--- REQUIRED WORK ---
Each entry must be given again exactly as it appears, with images excluded.

--- Items listed in a dataset ---
┏━━

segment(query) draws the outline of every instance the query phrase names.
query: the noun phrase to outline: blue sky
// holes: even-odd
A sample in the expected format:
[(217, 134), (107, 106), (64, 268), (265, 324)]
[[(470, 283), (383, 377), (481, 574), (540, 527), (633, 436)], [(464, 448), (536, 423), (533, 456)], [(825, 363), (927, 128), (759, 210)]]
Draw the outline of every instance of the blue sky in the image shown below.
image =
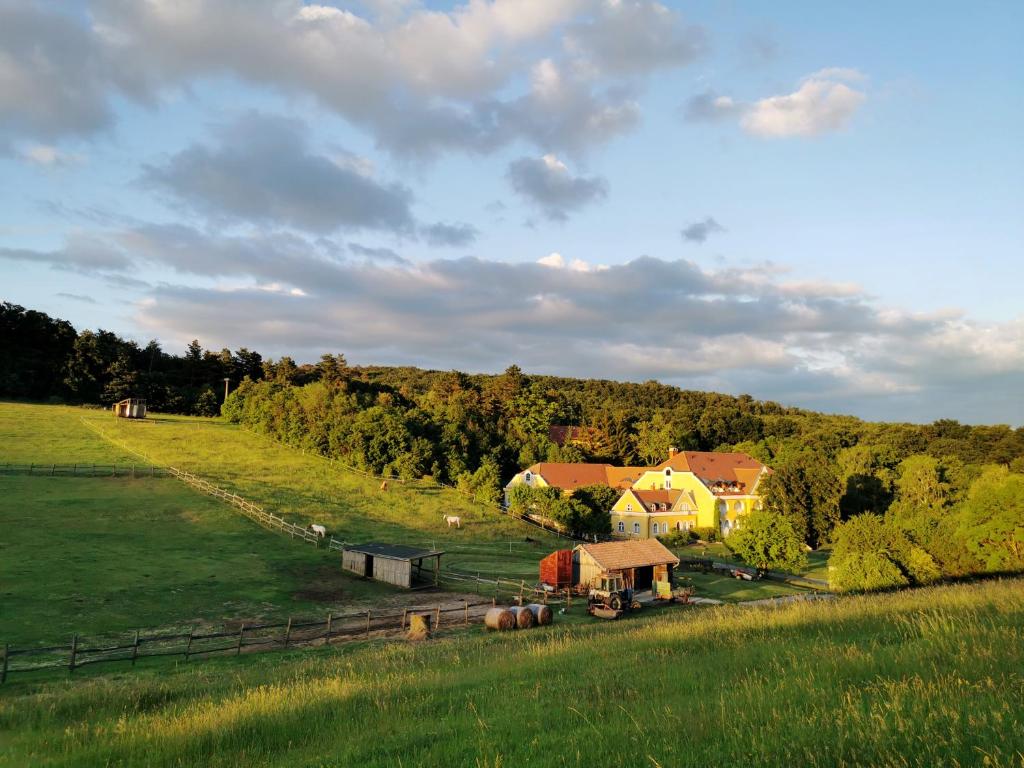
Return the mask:
[(0, 0), (0, 298), (1019, 425), (1022, 16)]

┗━━

--- TASK ANSWER ---
segment(query) draws the outline of every instance the query phrase names.
query: the noun phrase to outline: blue sky
// holes: even-odd
A sample in the expected format:
[(217, 134), (107, 106), (64, 268), (265, 324)]
[[(470, 283), (383, 377), (481, 574), (540, 527), (633, 436)], [(464, 448), (536, 423), (533, 456)], [(825, 363), (927, 128), (759, 210)]]
Draw the outline of every instance of the blue sky in the image shown below.
image =
Return the mask:
[(0, 0), (0, 298), (1019, 425), (1022, 16)]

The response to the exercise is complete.